AIM OF THE EXERCISE: No line before the one containing "peeling bark in the photo above." should appear; that line and all lines after it, through the end of the data, are to be set down exactly.
··········
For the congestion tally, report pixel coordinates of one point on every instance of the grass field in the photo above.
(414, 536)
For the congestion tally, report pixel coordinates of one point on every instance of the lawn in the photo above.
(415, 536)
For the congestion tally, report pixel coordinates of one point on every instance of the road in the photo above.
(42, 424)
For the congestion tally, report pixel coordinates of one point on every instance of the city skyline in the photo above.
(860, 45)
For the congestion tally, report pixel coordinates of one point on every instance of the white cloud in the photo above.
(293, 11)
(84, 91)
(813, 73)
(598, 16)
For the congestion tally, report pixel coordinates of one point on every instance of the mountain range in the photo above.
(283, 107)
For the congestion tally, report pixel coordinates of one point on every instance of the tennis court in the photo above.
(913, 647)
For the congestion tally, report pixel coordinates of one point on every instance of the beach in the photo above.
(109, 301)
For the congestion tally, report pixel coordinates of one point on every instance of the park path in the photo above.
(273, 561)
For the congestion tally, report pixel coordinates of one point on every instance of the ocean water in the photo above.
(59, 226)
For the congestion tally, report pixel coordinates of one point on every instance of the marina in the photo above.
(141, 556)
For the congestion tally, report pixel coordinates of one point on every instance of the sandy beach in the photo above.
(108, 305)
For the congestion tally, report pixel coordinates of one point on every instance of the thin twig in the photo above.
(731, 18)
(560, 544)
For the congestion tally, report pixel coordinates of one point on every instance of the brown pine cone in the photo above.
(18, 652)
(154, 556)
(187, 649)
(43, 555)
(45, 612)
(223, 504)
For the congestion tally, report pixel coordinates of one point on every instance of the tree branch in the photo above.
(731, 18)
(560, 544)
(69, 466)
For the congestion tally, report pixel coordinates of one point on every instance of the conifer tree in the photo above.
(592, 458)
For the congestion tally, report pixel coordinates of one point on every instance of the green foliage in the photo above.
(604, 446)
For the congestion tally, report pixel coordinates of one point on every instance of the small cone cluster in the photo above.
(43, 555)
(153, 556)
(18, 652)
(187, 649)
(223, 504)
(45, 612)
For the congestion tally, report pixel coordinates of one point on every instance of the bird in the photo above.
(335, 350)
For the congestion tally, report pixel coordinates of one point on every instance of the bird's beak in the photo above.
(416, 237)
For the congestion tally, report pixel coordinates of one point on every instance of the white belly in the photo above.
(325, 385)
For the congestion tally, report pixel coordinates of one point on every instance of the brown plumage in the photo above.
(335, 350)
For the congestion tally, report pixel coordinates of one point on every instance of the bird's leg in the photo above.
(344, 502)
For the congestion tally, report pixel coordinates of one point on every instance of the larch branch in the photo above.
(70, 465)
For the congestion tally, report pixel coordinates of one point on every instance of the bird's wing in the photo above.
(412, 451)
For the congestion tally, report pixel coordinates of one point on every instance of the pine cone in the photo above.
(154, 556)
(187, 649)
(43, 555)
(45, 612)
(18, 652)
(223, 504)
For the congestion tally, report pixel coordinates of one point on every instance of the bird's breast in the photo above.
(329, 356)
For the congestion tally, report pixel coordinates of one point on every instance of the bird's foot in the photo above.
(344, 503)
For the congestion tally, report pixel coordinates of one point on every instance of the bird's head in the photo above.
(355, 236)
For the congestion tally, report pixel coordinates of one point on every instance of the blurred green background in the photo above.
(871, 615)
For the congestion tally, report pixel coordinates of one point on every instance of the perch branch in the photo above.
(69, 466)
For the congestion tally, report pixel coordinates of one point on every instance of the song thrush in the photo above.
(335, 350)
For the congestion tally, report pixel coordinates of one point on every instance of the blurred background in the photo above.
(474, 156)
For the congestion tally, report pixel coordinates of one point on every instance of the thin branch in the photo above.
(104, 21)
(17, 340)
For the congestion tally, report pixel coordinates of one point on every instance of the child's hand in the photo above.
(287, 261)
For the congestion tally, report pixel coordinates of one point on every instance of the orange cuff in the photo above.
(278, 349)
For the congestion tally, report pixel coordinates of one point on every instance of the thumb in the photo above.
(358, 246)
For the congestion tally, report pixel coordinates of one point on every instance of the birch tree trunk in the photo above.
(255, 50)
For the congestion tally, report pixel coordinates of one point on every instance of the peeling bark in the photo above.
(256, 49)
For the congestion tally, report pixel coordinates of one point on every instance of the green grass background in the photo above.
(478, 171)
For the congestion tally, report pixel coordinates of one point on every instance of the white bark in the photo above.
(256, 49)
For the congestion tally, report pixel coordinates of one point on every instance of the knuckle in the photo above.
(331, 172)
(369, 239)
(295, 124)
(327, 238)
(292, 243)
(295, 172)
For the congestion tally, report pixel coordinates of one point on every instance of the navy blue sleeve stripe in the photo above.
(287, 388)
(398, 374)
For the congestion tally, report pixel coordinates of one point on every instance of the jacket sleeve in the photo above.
··········
WRITTEN SOLUTION:
For the congestion tally, report pixel coordinates of one point on every instance of the peeling bark in the photo above.
(256, 49)
For the congestion tally, report pixel coordinates of one point on every instance of the green grass background in the photo above.
(478, 171)
For the congestion tally, report pixel coordinates of one point on every instance of the white bark in the photo above.
(256, 49)
For the congestion tally, report pixel coordinates of one point on every instance of the knuckle in the photo above.
(331, 172)
(369, 239)
(295, 124)
(327, 238)
(292, 243)
(295, 172)
For the congestion tally, report pixel coordinates of one point on every instance of the navy blue sleeve stripe in the photo above.
(287, 388)
(398, 374)
For the congestion tally, report pixel coordinates of one point on every instance of the jacket sleeve in the photo above.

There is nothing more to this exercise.